# Exercise details
Your task is to extract the lines from the one holding "Can you spot the woman?" through the end of the material. Set them down exactly and add nothing.

# Provided material
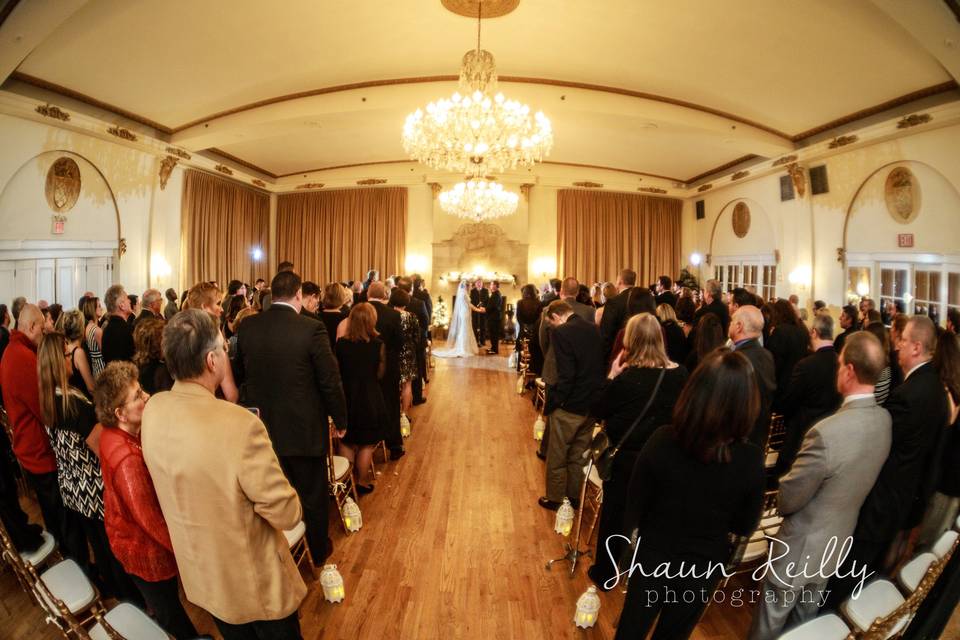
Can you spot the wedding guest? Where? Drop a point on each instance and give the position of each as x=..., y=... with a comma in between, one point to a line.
x=311, y=302
x=744, y=332
x=674, y=337
x=899, y=497
x=214, y=471
x=363, y=360
x=72, y=325
x=577, y=348
x=117, y=336
x=171, y=308
x=789, y=341
x=812, y=392
x=642, y=378
x=614, y=315
x=74, y=436
x=135, y=526
x=822, y=494
x=153, y=375
x=696, y=481
x=390, y=331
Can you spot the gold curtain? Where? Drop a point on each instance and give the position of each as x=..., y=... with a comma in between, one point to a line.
x=599, y=233
x=339, y=235
x=222, y=223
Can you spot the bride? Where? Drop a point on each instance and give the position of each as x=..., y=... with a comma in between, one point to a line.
x=461, y=341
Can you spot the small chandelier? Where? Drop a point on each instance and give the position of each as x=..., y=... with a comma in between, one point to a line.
x=479, y=131
x=479, y=199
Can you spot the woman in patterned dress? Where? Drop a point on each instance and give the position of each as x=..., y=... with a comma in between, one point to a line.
x=92, y=311
x=71, y=423
x=410, y=329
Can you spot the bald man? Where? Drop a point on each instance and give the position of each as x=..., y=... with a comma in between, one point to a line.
x=746, y=326
x=21, y=397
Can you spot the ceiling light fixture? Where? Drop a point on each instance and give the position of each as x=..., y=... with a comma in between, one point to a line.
x=478, y=131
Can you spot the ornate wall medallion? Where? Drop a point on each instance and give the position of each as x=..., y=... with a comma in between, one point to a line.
x=741, y=219
x=902, y=194
x=63, y=185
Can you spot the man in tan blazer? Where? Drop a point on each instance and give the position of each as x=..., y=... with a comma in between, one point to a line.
x=222, y=492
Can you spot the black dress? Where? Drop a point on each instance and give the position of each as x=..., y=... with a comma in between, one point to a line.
x=361, y=365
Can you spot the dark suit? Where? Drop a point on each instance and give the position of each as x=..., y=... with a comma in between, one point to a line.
x=117, y=340
x=763, y=367
x=289, y=373
x=388, y=326
x=613, y=318
x=479, y=298
x=810, y=396
x=494, y=319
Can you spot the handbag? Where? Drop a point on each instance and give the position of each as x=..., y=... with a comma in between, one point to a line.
x=600, y=449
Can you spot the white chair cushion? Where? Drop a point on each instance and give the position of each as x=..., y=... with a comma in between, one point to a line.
x=340, y=467
x=130, y=622
x=912, y=573
x=878, y=599
x=294, y=535
x=826, y=627
x=943, y=545
x=67, y=582
x=38, y=557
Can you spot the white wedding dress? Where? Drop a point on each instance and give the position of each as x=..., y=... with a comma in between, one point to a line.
x=461, y=343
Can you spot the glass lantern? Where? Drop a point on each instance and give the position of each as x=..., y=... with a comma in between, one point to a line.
x=588, y=605
x=332, y=583
x=565, y=516
x=352, y=518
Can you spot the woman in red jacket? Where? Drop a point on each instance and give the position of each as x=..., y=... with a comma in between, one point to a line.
x=135, y=526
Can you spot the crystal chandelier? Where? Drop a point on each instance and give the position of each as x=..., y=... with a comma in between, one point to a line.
x=477, y=131
x=479, y=199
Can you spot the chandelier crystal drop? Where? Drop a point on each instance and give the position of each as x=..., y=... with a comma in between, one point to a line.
x=477, y=130
x=479, y=199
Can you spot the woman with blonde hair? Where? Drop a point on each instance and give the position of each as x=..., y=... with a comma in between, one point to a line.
x=638, y=397
x=362, y=359
x=72, y=325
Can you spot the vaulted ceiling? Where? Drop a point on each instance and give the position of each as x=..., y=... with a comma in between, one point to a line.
x=673, y=89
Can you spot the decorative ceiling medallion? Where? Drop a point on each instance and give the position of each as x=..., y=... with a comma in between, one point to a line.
x=491, y=8
x=741, y=219
x=51, y=111
x=842, y=141
x=902, y=194
x=63, y=185
x=166, y=168
x=913, y=120
x=120, y=132
x=180, y=153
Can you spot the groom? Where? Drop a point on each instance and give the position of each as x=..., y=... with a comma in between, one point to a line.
x=494, y=316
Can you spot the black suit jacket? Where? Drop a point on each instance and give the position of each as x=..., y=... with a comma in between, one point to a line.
x=763, y=368
x=897, y=501
x=580, y=366
x=289, y=373
x=613, y=318
x=117, y=340
x=810, y=396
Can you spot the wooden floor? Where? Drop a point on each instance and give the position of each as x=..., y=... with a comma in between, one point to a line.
x=453, y=543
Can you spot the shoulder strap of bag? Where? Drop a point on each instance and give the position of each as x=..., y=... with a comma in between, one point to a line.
x=643, y=413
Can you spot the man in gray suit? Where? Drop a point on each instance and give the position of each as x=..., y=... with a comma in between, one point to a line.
x=821, y=496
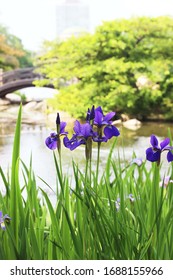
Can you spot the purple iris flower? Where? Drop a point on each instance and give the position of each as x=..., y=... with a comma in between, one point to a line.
x=82, y=133
x=137, y=161
x=90, y=114
x=52, y=141
x=154, y=153
x=100, y=120
x=3, y=219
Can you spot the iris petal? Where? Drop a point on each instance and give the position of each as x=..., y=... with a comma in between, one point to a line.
x=109, y=116
x=152, y=155
x=164, y=143
x=51, y=143
x=169, y=156
x=111, y=131
x=154, y=141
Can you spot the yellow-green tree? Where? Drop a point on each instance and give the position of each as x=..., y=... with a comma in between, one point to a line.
x=126, y=66
x=12, y=53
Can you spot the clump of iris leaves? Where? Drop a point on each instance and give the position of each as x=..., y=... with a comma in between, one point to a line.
x=118, y=213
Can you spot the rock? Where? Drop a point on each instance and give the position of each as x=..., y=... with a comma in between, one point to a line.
x=132, y=124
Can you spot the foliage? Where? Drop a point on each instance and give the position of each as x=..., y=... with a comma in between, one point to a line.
x=12, y=53
x=125, y=214
x=126, y=64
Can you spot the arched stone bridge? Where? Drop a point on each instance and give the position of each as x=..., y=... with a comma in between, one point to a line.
x=17, y=79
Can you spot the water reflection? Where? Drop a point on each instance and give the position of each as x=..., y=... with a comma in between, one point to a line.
x=33, y=137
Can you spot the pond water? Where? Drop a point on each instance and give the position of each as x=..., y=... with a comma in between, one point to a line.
x=33, y=142
x=33, y=138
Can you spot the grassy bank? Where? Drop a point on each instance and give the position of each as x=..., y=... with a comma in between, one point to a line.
x=124, y=213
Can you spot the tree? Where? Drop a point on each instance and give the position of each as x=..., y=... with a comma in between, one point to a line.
x=12, y=53
x=125, y=66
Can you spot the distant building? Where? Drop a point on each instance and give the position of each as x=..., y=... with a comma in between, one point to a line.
x=72, y=18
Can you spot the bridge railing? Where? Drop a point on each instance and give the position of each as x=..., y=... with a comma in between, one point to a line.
x=18, y=74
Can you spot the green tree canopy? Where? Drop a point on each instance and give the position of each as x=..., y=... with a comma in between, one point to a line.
x=126, y=66
x=12, y=53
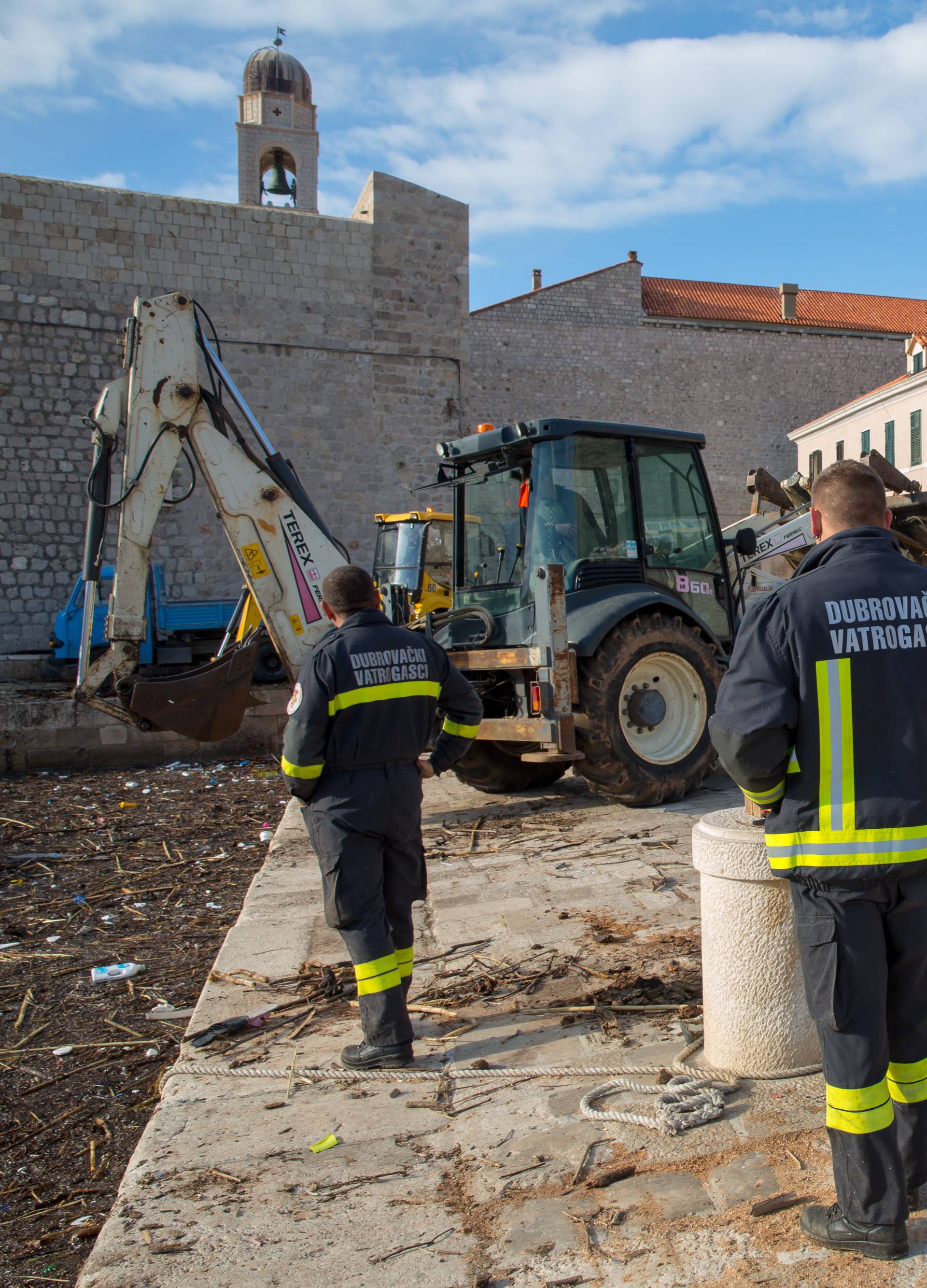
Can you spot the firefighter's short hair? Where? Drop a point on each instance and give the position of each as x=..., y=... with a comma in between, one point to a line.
x=850, y=494
x=350, y=589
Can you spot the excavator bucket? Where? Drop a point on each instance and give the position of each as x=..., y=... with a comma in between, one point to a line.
x=207, y=704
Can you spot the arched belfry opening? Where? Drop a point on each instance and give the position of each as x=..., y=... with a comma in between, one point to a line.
x=277, y=136
x=279, y=170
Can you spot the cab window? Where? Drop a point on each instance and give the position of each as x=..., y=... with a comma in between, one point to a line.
x=678, y=526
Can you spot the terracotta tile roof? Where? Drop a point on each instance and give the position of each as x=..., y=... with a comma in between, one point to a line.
x=723, y=302
x=889, y=384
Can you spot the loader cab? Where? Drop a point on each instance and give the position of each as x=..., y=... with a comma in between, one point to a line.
x=620, y=507
x=415, y=552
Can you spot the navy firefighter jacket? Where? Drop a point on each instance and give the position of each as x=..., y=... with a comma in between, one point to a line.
x=823, y=714
x=367, y=696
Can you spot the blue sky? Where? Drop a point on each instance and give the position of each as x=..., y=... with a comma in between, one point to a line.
x=723, y=141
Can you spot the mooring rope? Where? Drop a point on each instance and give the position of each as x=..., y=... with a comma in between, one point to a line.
x=337, y=1073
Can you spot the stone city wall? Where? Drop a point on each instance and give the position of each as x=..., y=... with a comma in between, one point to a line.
x=327, y=326
x=586, y=350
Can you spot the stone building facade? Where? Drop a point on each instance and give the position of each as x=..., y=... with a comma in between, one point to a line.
x=347, y=337
x=744, y=365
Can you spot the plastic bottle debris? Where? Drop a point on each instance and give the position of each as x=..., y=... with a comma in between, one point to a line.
x=326, y=1143
x=119, y=970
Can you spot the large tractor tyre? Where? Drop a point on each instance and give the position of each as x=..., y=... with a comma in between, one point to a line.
x=496, y=767
x=646, y=700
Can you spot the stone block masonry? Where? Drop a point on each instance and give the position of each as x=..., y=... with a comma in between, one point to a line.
x=586, y=348
x=347, y=337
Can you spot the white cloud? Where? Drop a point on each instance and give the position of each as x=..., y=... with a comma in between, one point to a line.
x=594, y=134
x=109, y=180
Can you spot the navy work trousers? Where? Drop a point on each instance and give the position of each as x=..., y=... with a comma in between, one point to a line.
x=366, y=827
x=864, y=957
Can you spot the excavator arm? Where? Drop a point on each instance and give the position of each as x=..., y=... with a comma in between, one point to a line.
x=160, y=409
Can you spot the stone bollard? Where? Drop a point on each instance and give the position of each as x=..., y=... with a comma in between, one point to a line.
x=756, y=1018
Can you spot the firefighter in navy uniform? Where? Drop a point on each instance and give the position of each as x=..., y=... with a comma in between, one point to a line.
x=360, y=719
x=822, y=721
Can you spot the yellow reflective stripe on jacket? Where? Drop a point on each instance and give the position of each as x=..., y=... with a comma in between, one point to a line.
x=858, y=848
x=384, y=692
x=908, y=1082
x=377, y=976
x=835, y=731
x=859, y=1109
x=460, y=731
x=767, y=798
x=300, y=771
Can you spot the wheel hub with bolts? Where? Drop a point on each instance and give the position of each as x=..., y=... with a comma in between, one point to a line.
x=646, y=706
x=663, y=708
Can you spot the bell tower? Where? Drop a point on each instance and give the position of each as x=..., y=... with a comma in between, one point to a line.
x=276, y=128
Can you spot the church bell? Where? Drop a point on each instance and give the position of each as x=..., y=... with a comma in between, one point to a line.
x=277, y=184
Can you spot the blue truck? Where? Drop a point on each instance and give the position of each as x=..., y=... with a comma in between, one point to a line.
x=182, y=633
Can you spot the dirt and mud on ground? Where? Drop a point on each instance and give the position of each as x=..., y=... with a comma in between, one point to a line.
x=147, y=866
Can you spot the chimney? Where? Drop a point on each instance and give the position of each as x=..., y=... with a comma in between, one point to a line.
x=788, y=293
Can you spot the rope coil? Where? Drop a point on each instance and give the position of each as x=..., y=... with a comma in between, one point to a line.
x=335, y=1073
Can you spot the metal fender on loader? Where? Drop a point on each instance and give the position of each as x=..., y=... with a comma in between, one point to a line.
x=646, y=697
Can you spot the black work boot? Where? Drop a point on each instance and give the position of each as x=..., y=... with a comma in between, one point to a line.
x=829, y=1228
x=367, y=1057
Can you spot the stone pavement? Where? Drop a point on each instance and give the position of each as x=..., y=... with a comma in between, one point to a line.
x=223, y=1189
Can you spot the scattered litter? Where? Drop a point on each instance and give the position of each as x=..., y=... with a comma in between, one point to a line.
x=119, y=970
x=326, y=1143
x=170, y=1013
x=778, y=1203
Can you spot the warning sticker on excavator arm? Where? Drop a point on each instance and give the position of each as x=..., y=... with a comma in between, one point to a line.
x=254, y=561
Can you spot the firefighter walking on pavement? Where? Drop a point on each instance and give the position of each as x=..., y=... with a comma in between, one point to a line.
x=361, y=718
x=822, y=721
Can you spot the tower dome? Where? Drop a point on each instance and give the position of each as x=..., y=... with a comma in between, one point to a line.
x=271, y=71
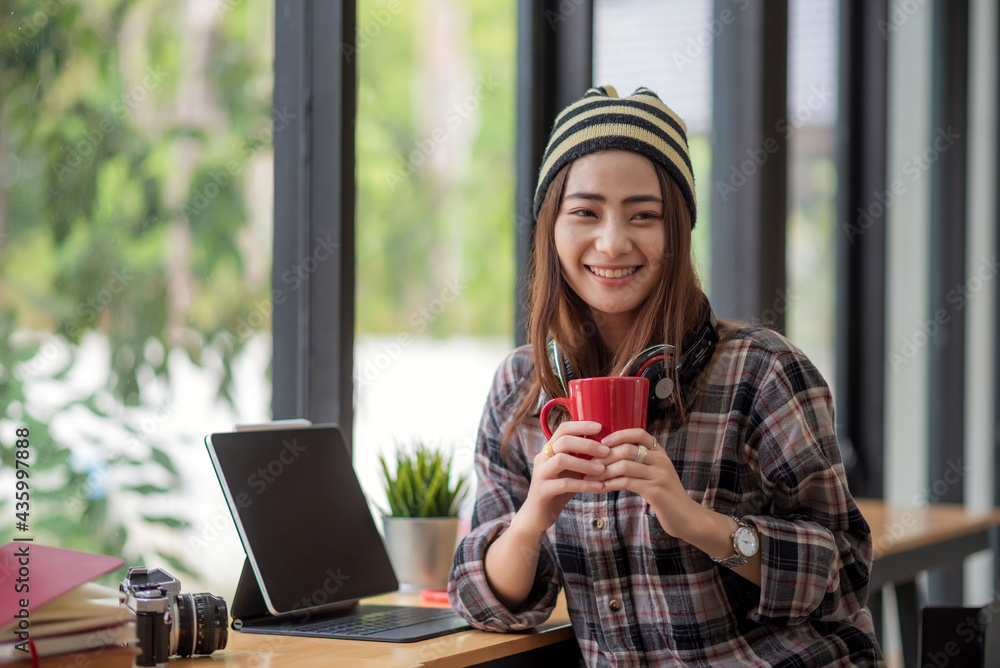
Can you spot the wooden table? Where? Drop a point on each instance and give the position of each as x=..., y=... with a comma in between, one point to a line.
x=908, y=540
x=466, y=648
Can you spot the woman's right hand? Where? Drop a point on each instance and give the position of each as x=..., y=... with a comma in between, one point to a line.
x=559, y=478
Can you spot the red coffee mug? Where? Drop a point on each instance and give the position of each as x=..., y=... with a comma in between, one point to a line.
x=615, y=402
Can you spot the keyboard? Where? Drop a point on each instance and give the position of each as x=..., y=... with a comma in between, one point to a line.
x=376, y=622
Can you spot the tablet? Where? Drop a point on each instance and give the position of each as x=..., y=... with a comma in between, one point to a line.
x=302, y=517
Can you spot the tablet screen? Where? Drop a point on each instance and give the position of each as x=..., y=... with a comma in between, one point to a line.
x=302, y=517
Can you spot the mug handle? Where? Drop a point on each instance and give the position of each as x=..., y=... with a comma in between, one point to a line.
x=558, y=401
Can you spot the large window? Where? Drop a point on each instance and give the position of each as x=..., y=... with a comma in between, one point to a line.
x=135, y=254
x=435, y=230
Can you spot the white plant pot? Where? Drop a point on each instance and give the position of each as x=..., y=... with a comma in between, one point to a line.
x=421, y=549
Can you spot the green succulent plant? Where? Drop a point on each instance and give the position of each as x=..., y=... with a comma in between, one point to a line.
x=421, y=486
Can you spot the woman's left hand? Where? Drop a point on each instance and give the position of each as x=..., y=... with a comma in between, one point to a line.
x=652, y=476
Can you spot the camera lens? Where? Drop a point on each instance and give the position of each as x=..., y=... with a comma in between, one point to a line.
x=201, y=624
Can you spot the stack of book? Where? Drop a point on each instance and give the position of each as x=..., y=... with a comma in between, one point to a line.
x=51, y=613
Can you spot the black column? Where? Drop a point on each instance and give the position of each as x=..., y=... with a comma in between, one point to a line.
x=945, y=329
x=554, y=67
x=749, y=157
x=313, y=273
x=861, y=216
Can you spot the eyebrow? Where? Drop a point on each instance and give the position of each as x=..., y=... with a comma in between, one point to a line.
x=628, y=200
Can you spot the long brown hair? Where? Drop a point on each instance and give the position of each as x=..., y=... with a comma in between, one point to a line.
x=669, y=314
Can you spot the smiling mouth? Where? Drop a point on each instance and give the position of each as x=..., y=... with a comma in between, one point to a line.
x=612, y=273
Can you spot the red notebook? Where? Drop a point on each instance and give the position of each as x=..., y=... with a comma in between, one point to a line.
x=40, y=574
x=54, y=610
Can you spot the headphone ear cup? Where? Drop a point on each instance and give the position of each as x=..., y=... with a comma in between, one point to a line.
x=661, y=386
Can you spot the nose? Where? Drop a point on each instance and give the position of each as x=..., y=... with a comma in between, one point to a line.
x=612, y=238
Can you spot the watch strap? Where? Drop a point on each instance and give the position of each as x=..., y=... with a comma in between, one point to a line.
x=737, y=558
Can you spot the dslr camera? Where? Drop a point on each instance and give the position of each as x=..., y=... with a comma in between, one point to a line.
x=169, y=623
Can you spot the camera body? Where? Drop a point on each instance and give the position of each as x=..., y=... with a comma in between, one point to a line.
x=169, y=623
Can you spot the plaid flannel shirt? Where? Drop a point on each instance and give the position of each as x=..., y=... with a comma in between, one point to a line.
x=759, y=444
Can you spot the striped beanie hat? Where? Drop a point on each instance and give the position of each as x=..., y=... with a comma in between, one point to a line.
x=601, y=121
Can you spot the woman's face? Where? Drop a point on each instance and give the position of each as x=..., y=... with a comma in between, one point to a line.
x=609, y=232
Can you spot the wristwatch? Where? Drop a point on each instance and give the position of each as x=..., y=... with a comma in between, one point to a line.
x=745, y=545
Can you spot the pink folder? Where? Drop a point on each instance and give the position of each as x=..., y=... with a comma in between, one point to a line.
x=48, y=573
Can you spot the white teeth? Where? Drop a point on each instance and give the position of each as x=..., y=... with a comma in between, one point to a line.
x=613, y=273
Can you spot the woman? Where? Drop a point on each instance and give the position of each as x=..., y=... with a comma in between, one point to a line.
x=722, y=534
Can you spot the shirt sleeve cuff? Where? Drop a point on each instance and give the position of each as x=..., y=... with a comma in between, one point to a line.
x=470, y=593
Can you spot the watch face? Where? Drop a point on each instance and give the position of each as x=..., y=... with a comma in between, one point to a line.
x=746, y=541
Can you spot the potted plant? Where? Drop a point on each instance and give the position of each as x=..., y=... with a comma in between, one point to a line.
x=421, y=526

# Answer to this problem
Can you spot the woman? Where? Drop a point on each instance and give the position of each as x=..., y=... with a comma in between, one point to a line.
x=722, y=534
Can you spot the shirt sleeve cuff? Where? Drop a point on each instance and give the position of each as x=..., y=... with a comma in between, one point to a line.
x=470, y=593
Can you spot the watch face? Where? Drop a point on each instance and give the position of each as x=..., y=... with a comma in between, one point to a line.
x=746, y=541
Can you spot the potted plant? Where? Drop a point on each instance and give the position of each as x=..., y=... with a comma in between, one point to a line.
x=421, y=526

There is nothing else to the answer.